SELECTED PASSAGE:
Water is the best substitute for water, but if you want to drink some electrolytes feel free, especially if you’ve been sweating in the hot tropical sun. Soft drinks and alcohol are not a suitable replacement for water! At the end of your diving day you’ll be so exhausted that getting on the sauce is the last thing on your mind, but make sure you stick with only one or two sundowner drinks so you’re fresh for your next day of live aboard diving.
If you are someone who really suffers with seasickness, then maybe live aboard diving isn’t the best holiday option for you. However most divers get it at some point, no matter how tough their stomachs are!
When people feel nauseous, they want to stay far away from fluids for fear of them returning. However keeping hydrated is one easy and effective way of preventing seasickness.
The best cure for seasickness is being well prepared, so make sure you stock up on seasickness tablets if you think you’re at risk. Seasickness medication does not work once you’ve started to feel sick, so make sure you follow the directions on the packet and take them in a good amount of time prior to approaching any turbulent waters. If you’re diving make sure to choose a non-drowsy medication.
If you pass the point of prevention, and feel those tell-tale symptoms of seasickness such as nausea, lethargy, dizziness and excessive sweating then get some fresh air! Avoid your cabin or any other stuffy enclosed spaces, particularly the bathroom or toilets. Going outside and enjoying your surroundings while keeping your eye on the horizon will start to settle your stomach. Take some deep breaths in and out and focus on your breathing rather than how you’re feeling.
Don’t set your gear up on the way to a dive site if the ocean is anything less than calm, and try not to chow down on any greasy or highly acidic foods. That doesn’t mean you shouldn’t eat anything though, when it comes to feeling seasick an empty stomach is just as bad one filled with bacon and eggs!
If you’re still feeling sea sick once you arrive at the next site sip some water, give yourself a few moments to take some big breaths in and out and try and if you’re feeling up to it get ready for your next dive. You’ll be surprised how much better you feel if you jump in for the dive, and even if the surface of the ocean is choppy you’ll find it far more relaxing and soothing below the ocean than above it.

TO DO:
**1)** List the symptoms of seasickness named in the passage on seasickness during live aboard diving.
**2)** Write a continuation of the passage on seasickness during live aboard diving, starting after its final sentence.

GIVEN DATA:
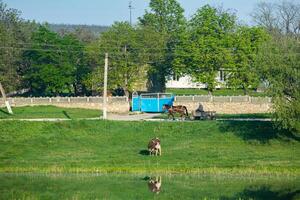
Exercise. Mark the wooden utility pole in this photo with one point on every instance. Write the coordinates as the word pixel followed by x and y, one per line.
pixel 130 11
pixel 105 88
pixel 5 99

RESPONSES BY ITEM NUMBER:
**1)** nausea, lethargy, dizziness, excessive sweating

**2)**
Spending too much time in the hot sun, drinking too much alcohol the night prior to diving, not enough fluid and feeling seasick can all result in overwhelmingly painful headaches. I regularly suffer from bad headaches, which is why I ensure I am constantly drinking water during diving.
If you love catching rays on the top deck in between dives, make sure you wear a hat, a pair of sunnies and some sunscreen to avoid getting heat stroke or sunburn which can result in thumping headaches and dehydration. Suffering from terrible sunburn is a sure-fire way to ruin your live aboard dive trip pretty quickly, so make sure you slip slop slap throughout your trip!
If you do find yourself with a headache that just won’t go away, you might have to skip the next dive out and have a big glass of water and a bit of a snooze. Taking some painkillers is also a quick-fix to headaches, but make sure they are non-drowsy before you take any medication and go diving.
If you are feeling really terrible, don’t dive. The crew onboard your live aboard dive vessel are there to help you and the boat will be equipped with a well-stocked first aid kit, so let them know how you’re feeling and they can help you out. Having a nap out side of the bright sun and sipping on some fluids can do you the world of good, and can have you feeling on top of the world in no-time and back in the water to continue diving.